◆ **Given instruction**: Duplicate every one of the following records line for line, without changing a character.

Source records
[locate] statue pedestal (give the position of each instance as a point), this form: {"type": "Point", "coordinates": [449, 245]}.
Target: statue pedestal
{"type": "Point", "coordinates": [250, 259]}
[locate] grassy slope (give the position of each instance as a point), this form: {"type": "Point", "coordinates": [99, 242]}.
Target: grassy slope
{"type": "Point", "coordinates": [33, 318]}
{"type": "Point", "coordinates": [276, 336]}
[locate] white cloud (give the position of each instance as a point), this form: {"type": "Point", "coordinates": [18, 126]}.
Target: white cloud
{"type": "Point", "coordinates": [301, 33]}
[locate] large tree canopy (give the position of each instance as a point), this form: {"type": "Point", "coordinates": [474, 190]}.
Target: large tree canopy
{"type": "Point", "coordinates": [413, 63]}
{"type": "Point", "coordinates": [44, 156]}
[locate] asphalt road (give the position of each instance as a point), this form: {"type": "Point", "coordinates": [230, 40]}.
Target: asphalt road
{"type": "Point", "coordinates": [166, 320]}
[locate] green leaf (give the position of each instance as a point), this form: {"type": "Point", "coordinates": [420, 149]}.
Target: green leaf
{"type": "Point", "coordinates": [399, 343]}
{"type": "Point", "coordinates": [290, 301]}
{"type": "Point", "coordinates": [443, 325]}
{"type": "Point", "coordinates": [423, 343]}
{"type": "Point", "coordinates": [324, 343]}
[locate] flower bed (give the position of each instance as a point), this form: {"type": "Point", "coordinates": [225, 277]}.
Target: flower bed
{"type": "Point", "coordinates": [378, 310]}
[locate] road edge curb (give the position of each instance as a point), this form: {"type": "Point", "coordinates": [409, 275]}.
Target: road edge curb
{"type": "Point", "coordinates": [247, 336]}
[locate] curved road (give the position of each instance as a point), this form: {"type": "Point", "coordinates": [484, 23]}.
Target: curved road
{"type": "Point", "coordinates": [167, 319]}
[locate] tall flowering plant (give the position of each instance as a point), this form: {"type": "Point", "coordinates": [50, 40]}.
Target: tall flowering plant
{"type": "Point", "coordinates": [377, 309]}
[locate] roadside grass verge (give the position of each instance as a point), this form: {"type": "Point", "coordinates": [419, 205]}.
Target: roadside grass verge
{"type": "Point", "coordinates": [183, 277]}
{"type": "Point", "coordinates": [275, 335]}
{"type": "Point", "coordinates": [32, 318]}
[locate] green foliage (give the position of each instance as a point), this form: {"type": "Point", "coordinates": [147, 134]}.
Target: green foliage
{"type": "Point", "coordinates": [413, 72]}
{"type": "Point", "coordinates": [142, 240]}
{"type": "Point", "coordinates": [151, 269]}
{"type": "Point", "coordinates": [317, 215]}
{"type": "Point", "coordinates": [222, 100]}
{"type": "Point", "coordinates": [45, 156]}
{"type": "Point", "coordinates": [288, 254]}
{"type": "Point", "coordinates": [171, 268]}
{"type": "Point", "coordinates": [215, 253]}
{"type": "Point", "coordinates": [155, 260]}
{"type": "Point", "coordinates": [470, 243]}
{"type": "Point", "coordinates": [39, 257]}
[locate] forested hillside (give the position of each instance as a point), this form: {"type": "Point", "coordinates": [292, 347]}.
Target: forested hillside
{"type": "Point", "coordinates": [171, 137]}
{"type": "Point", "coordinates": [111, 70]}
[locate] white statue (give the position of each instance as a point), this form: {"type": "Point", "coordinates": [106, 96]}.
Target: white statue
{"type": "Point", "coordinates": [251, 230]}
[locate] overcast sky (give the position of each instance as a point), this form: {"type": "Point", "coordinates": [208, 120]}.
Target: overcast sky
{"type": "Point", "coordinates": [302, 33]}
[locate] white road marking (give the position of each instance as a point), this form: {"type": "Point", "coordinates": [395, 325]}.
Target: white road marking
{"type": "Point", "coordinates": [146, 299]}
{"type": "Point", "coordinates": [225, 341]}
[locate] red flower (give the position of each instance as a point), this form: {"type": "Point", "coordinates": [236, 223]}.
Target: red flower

◆ **Written response**:
[locate] statue pedestal (give the position of each instance as a point), this form: {"type": "Point", "coordinates": [449, 245]}.
Target: statue pedestal
{"type": "Point", "coordinates": [250, 259]}
[locate] grassy slope (give the position of each instance as a point), this form: {"type": "Point", "coordinates": [99, 242]}.
Target: grassy slope
{"type": "Point", "coordinates": [33, 318]}
{"type": "Point", "coordinates": [276, 336]}
[locate] white cloud (give the position of each instance as a point), this form: {"type": "Point", "coordinates": [18, 126]}.
Target: white cloud
{"type": "Point", "coordinates": [301, 33]}
[locate] large tree canopy (give the position of each instance as a point), this form: {"type": "Point", "coordinates": [474, 190]}.
Target: large tree canopy
{"type": "Point", "coordinates": [413, 63]}
{"type": "Point", "coordinates": [44, 156]}
[locate] asphalt road (give the position of each instance as a point), this form: {"type": "Point", "coordinates": [230, 40]}.
Target: asphalt road
{"type": "Point", "coordinates": [166, 320]}
[locate] green leaf (give the position of each instance as a point), this form: {"type": "Point", "coordinates": [420, 149]}.
Target: green leaf
{"type": "Point", "coordinates": [399, 343]}
{"type": "Point", "coordinates": [290, 301]}
{"type": "Point", "coordinates": [443, 325]}
{"type": "Point", "coordinates": [423, 343]}
{"type": "Point", "coordinates": [324, 343]}
[locate] flower bed (give the position of each instance as a point), this form: {"type": "Point", "coordinates": [225, 277]}.
Target: flower bed
{"type": "Point", "coordinates": [378, 310]}
[locate] road edge curb (give the position of each instance as a point), this form: {"type": "Point", "coordinates": [409, 275]}.
Target: road edge curb
{"type": "Point", "coordinates": [247, 336]}
[locate] curved road (give the position of each instance as a point), this form: {"type": "Point", "coordinates": [484, 23]}.
Target: curved road
{"type": "Point", "coordinates": [167, 319]}
[locate] tall flowering plant (give the position of each instance as a point), this form: {"type": "Point", "coordinates": [50, 40]}.
Target: tall flowering plant
{"type": "Point", "coordinates": [377, 309]}
[locate] roadside grass verge (give the position of each instance as a point), this form: {"type": "Point", "coordinates": [419, 205]}.
Target: roadside grass verge
{"type": "Point", "coordinates": [183, 277]}
{"type": "Point", "coordinates": [275, 335]}
{"type": "Point", "coordinates": [32, 318]}
[locate] green foliage (give the position of each instance as a point), this form: {"type": "Point", "coordinates": [147, 134]}.
Target: green foliage
{"type": "Point", "coordinates": [413, 72]}
{"type": "Point", "coordinates": [142, 240]}
{"type": "Point", "coordinates": [151, 269]}
{"type": "Point", "coordinates": [317, 215]}
{"type": "Point", "coordinates": [222, 100]}
{"type": "Point", "coordinates": [45, 156]}
{"type": "Point", "coordinates": [288, 254]}
{"type": "Point", "coordinates": [171, 268]}
{"type": "Point", "coordinates": [215, 253]}
{"type": "Point", "coordinates": [155, 260]}
{"type": "Point", "coordinates": [470, 243]}
{"type": "Point", "coordinates": [39, 257]}
[locate] forested hillside (give the position of each instance as a point), this form: {"type": "Point", "coordinates": [292, 347]}.
Target: forested hillside
{"type": "Point", "coordinates": [171, 137]}
{"type": "Point", "coordinates": [111, 70]}
[locate] white statue (give the position of each instance as a point), this form: {"type": "Point", "coordinates": [106, 96]}.
Target: white statue
{"type": "Point", "coordinates": [251, 230]}
[locate] overcast sky (give the position of each instance as a point), this form: {"type": "Point", "coordinates": [208, 120]}.
Target: overcast sky
{"type": "Point", "coordinates": [302, 33]}
[locate] white road marking (give the position of each instance as a point), this form: {"type": "Point", "coordinates": [395, 325]}.
Target: white road marking
{"type": "Point", "coordinates": [146, 299]}
{"type": "Point", "coordinates": [225, 341]}
[locate] red flower (give the position of each instance as a point), this form: {"type": "Point", "coordinates": [236, 223]}.
Target: red flower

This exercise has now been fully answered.